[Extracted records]
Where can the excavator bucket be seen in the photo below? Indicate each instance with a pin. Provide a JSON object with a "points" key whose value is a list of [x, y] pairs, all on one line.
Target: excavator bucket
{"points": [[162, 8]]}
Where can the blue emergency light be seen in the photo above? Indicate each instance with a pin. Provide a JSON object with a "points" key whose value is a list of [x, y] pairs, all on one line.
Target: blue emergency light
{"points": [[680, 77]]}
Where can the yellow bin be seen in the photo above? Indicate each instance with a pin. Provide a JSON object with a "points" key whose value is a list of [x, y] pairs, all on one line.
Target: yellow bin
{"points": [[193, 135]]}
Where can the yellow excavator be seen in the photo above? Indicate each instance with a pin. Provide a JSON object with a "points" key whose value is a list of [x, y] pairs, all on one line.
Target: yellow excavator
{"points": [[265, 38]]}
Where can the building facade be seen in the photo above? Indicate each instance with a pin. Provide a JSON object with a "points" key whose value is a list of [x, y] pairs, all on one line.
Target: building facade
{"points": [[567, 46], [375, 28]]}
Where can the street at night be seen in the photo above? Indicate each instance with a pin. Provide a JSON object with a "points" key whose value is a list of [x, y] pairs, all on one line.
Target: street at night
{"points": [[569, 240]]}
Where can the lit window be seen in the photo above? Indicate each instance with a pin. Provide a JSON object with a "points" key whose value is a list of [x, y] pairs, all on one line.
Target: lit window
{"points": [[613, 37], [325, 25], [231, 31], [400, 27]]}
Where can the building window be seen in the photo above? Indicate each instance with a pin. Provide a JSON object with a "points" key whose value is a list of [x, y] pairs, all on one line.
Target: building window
* * *
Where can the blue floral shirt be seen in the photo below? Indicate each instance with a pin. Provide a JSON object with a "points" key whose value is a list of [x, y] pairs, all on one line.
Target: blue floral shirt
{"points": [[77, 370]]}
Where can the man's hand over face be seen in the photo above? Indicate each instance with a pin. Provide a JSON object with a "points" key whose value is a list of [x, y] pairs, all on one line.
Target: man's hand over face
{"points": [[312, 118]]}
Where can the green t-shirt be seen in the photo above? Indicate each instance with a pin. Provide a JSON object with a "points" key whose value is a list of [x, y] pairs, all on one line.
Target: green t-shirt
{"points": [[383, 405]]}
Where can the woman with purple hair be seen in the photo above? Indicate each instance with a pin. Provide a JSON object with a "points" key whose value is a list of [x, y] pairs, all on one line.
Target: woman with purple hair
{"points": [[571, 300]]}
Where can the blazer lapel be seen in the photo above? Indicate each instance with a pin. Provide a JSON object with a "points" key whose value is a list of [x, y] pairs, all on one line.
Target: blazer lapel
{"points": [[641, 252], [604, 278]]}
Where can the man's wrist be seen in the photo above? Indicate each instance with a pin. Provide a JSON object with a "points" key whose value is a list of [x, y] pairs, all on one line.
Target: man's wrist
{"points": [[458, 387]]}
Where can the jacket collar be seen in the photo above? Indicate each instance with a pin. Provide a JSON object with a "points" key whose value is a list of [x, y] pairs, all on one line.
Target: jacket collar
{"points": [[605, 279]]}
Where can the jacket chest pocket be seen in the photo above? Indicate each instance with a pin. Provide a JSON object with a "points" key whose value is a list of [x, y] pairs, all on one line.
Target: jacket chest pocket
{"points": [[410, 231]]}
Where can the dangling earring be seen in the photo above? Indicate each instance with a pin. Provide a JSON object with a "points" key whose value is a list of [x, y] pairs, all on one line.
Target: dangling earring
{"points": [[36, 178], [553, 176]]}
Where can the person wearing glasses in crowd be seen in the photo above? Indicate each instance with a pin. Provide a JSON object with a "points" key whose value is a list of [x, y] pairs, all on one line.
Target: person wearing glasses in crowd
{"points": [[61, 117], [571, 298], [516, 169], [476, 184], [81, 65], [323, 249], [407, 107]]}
---
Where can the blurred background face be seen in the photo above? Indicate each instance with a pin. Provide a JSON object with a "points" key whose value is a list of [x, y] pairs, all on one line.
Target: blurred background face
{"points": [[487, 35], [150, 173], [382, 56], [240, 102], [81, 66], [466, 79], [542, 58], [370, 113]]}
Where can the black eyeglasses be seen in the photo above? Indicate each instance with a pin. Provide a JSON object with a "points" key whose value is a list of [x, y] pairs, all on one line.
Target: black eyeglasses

[Work required]
Look over the data above and show each line that contains "black".

[Task output]
Where can the black eyeglasses be seen in the photo above? Indicate each instance with a pin. Provide a JSON object with a "points" key whose value is a list of [x, y] pairs, all on one line.
Target: black eyeglasses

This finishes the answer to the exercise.